======== Data for the task
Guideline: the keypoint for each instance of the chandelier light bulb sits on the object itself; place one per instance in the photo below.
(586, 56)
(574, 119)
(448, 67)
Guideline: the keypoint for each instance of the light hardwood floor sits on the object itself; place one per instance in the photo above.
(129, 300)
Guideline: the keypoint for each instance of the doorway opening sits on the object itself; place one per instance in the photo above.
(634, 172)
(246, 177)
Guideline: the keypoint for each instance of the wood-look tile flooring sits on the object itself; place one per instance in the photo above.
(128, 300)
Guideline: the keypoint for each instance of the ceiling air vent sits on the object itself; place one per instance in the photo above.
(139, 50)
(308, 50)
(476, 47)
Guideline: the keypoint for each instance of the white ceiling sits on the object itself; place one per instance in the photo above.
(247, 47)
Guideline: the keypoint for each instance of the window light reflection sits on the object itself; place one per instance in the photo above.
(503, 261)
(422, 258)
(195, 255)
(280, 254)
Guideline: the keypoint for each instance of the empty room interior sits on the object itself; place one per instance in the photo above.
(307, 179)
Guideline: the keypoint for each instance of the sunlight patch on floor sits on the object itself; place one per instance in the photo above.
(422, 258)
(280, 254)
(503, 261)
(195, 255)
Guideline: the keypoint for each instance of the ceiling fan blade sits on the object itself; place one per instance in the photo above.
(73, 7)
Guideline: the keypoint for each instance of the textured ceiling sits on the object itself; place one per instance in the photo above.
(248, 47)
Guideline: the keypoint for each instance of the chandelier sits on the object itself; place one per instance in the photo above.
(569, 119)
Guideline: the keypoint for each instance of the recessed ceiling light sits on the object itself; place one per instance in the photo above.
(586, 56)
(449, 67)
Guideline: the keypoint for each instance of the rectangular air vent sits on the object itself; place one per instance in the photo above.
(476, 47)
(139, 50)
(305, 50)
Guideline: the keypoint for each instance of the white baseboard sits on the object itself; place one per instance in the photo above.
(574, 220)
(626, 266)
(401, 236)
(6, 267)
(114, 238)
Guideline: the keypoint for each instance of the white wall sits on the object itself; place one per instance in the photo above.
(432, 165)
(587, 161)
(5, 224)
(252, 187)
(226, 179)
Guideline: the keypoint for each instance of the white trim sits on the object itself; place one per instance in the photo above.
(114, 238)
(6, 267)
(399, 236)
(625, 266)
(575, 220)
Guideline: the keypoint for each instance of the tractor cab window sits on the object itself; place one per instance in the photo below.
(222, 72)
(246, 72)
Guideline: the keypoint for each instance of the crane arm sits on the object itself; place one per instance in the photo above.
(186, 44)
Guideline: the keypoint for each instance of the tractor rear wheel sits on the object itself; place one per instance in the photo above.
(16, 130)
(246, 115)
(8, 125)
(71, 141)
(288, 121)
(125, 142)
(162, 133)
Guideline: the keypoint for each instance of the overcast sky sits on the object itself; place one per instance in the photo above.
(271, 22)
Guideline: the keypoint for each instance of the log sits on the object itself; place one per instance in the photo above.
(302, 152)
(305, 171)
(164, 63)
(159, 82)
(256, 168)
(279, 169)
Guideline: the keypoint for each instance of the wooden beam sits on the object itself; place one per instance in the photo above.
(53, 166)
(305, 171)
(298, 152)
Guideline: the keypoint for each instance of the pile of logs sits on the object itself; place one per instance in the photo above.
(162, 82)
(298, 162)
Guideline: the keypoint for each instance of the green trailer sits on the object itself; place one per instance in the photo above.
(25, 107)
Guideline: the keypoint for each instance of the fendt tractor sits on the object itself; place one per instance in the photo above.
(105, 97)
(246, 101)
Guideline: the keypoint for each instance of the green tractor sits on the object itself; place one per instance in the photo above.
================
Set out the records as a Markdown table with the columns Row and Line, from the line that has "Guideline: the keypoint for each instance of the green trailer" through the final line of the records. Number each row, and skip blank lines.

• _Reply to the task_:
| Row | Line |
|---|---|
| 1 | Guideline: the keypoint for each instance of the green trailer sits on the object itself; place one per instance in the photo above. |
| 2 | (25, 107) |
| 3 | Guideline: the keypoint for each instance of the fendt tractor sits on the object itself; place one per instance in the photo above. |
| 4 | (105, 97) |
| 5 | (246, 101) |
| 6 | Guideline: the keypoint for each instance of the green tractor sits on the object itself; place one per instance in the photo above. |